Al-Fawwar camp has long been a hotspot for violence in the West Bank. Harassment of camp residents happens on an almost daily basis. When violence breaks out in the camp, it can leave large numbers of people injured and requiring urgent medical care. Responding to such incidents can be challenging for Omar and other community volunteers, who have limited training and experience of triaging the wounded.

Omar was among 80 volunteers trained by MSF in 2021 in Al-Fawwar camp to ensure that patients receive the best care possible after violent incidents occur.

“Now we know what to do and we are ready to act,” says Omar. “We have learned how to triage patients. We also identified a place where injured people can be taken to receive medical aid safely in such circumstances.” Omar says that he is proud to serve his community, despite the risks to his own safety.

Similar trainings have taken place in three other communities across Hebron governorate since last year – in Al-Arroub camp, Beit Ummar and Mohtasseb – as well as in three secondary-level and one tertiary-level hospital in the area.

MSF has also trained volunteers from six communities who live close to the separation fence in Jerusalem, where violence between Palestinians and Israeli forces is frequent.

At the same time, in coordination with the Palestinian Ministry of Health, 42 doctors and nurses in Ramallah have been trained by MSF to train others in administering basic life support and advance trauma support.

__Problems to solve__:
a) Replace "triage" with "prioritize" and write out the Al-Fawwar text from "Omar was among" up to and including "in the area.".
b) Based on the Al-Fawwar text, why is responding to violent incidents in the camp hard for Omar and other community volunteers?

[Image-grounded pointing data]
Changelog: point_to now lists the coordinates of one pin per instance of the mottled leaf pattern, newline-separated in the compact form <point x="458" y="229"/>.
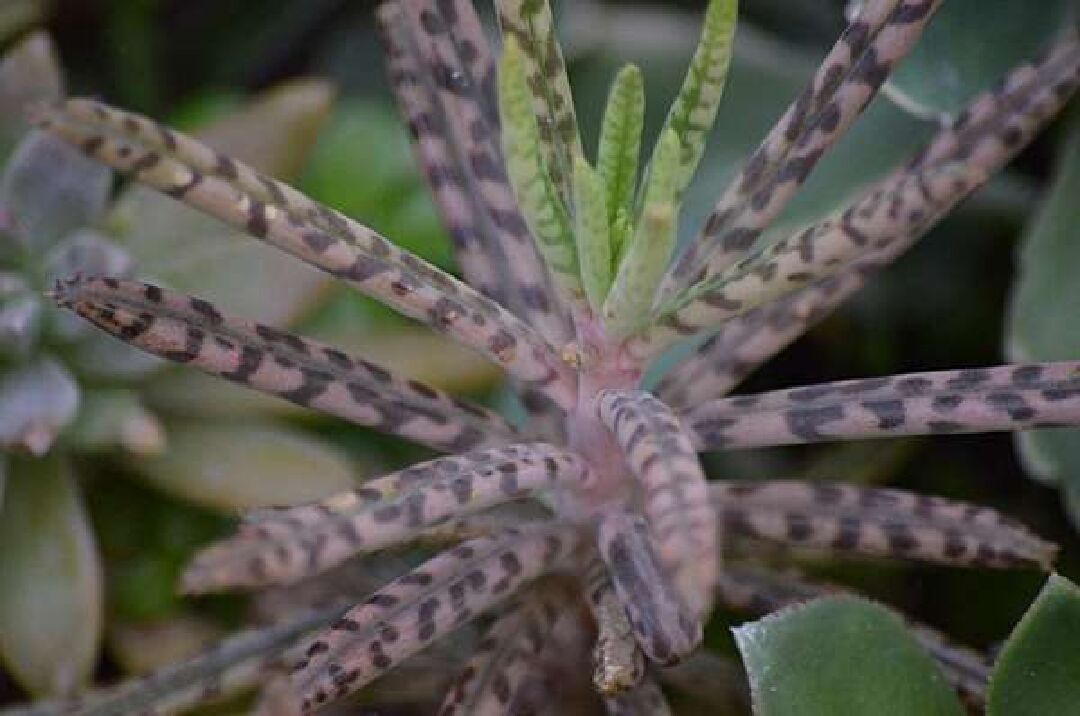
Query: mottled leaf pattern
<point x="283" y="545"/>
<point x="975" y="400"/>
<point x="852" y="519"/>
<point x="405" y="616"/>
<point x="191" y="331"/>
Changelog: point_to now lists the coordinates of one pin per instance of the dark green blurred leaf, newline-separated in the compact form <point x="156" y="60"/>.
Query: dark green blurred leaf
<point x="51" y="607"/>
<point x="840" y="656"/>
<point x="1038" y="672"/>
<point x="969" y="44"/>
<point x="1042" y="322"/>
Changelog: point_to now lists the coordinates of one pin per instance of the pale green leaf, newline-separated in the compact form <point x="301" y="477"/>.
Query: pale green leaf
<point x="240" y="465"/>
<point x="620" y="143"/>
<point x="544" y="212"/>
<point x="645" y="260"/>
<point x="592" y="232"/>
<point x="840" y="656"/>
<point x="1042" y="323"/>
<point x="51" y="590"/>
<point x="1039" y="669"/>
<point x="693" y="111"/>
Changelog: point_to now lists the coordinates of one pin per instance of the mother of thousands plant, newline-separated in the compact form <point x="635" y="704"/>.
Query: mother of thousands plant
<point x="572" y="291"/>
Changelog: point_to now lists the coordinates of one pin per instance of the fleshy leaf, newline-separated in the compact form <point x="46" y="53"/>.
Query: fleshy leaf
<point x="645" y="259"/>
<point x="229" y="467"/>
<point x="873" y="665"/>
<point x="50" y="188"/>
<point x="592" y="232"/>
<point x="544" y="211"/>
<point x="1037" y="671"/>
<point x="51" y="606"/>
<point x="969" y="44"/>
<point x="693" y="111"/>
<point x="620" y="143"/>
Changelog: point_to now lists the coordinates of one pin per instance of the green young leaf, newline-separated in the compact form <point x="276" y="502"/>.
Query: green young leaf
<point x="230" y="467"/>
<point x="840" y="656"/>
<point x="529" y="173"/>
<point x="968" y="45"/>
<point x="693" y="111"/>
<point x="592" y="231"/>
<point x="620" y="143"/>
<point x="1041" y="321"/>
<point x="1039" y="669"/>
<point x="646" y="258"/>
<point x="51" y="607"/>
<point x="530" y="25"/>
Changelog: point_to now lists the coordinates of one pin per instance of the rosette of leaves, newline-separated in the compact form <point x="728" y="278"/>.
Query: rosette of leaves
<point x="571" y="286"/>
<point x="72" y="406"/>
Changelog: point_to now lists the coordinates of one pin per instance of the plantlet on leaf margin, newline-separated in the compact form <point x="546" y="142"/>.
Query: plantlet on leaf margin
<point x="630" y="515"/>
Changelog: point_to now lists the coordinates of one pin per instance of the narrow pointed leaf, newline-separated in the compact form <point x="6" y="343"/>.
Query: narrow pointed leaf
<point x="977" y="400"/>
<point x="529" y="24"/>
<point x="592" y="232"/>
<point x="874" y="665"/>
<point x="235" y="193"/>
<point x="544" y="210"/>
<point x="851" y="519"/>
<point x="443" y="75"/>
<point x="620" y="144"/>
<point x="848" y="79"/>
<point x="192" y="332"/>
<point x="282" y="546"/>
<point x="1037" y="670"/>
<point x="52" y="600"/>
<point x="420" y="607"/>
<point x="645" y="258"/>
<point x="674" y="492"/>
<point x="665" y="630"/>
<point x="693" y="111"/>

__Answers in order__:
a)
Omar was among 80 volunteers trained by MSF in 2021 in Al-Fawwar camp to ensure that patients receive the best care possible after violent incidents occur.

“Now we know what to do and we are ready to act,” says Omar. “We have learned how to prioritize patients. We also identified a place where injured people can be taken to receive medical aid safely in such circumstances.” Omar says that he is proud to serve his community, despite the risks to his own safety.

Similar trainings have taken place in three other communities across Hebron governorate since last year – in Al-Arroub camp, Beit Ummar and Mohtasseb – as well as in three secondary-level and one tertiary-level hospital in the area.

b) Violence in the camp can leave large numbers of people injured and in need of urgent medical care. The volunteers have limited training and experience in triaging the wounded.